- Work to do
Answer these questions from the email message below.
(a) What does Araucaria Araucana ask to be called?
(b) According to what Araucaria Araucana has heard said, how effective is written language?
(c) What SAT Achievement score does Abd ulRahman Lomax mention?

Abd ulRahman Lomax abd at lomaxdesign.com
Wed May 11 22:16:15 PDT 2005


At 01:19 PM 5/11/2005, Araucaria Araucana wrote:
>On 10 May 2005 at 19:56 UTC-0700, Abd ulRahman Lomax wrote:
> > [re wikis] I
> > don't know why Mr. Araucana got the idea that I didn't understand
> > this basic concept.
>
>Please, call me Q (see sig).  And please don't take offense [there's a
>bit too much of it on the list at present!].

No offense taken, I merely found it curious. Yes, this list has been a tad 
... hot ... lately.

>   I've heard it said that
>written language is only 7% effective -- much more is conveyed in
>intonation and body language.  Email has a long time-lag, so to avoid
>too many separate messages, I tend to err on the side of too much
>information.  You may choose to interpret this as being patronizing,
>but it isn't meant to be.

Excess of information tends to be a fault of mine; I approve of it. 
However, there is something else worth mentioning, and it is of wider 
application than this one incident. "Too much information" can sometimes 
communicate less than more compact information, particularly if the 
information is not sequenced in a way that makes it intelligible. 
Additional information when it distracts from the point being made can 
obscure the point.

I have not been a student of the more arcane aspects of election methods. 
Even with the obvious attempt to be helpful displayed by Q, I find the 
explanation nearly impenetrable. I think my comment about the impossibility 
of actually implementing these methods in real elections, unless a way can 
be found to explain them that can be understood with relative ease, should 
not be overlooked. It's true that I'm aging, and new learning is more 
difficult for me than it was when I was younger; however, I can also see 
that the explanations given by Q, as well as the explanations on the wiki, 
are missing elements; there are concepts and references that must be 
understood before the explanations can be understood; essentially, to 
understand the explanations one must already understand the subject. I'm 
sure that by spending, say, a few hours, I could figure it out. [And this 
was largely true.] More about this below.

>I do apologize for underestimating your abilities, but it was your
>first posting, and I didn't have anything else to go on.  My default
>assumption is that posters to this list usually are stronger at
>theoretical math than web skills.

It's the opposite for me; though math was once a strong suit of mine, 800 
SAT Achievement score, Cal Tech, etc., I don't use the kind of math used in 
the discussion here in everyday practice. I can generally figure it out. 
But most people won't get even close.

> > So the least-approved candidate ... is the winner? Explain this
> > thing to me....

- Record excerpts
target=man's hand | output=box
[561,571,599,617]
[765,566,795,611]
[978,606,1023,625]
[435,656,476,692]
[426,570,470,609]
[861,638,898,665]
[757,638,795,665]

- Finished exercise
(a) Q
(b) Only 7% effective
(c) 800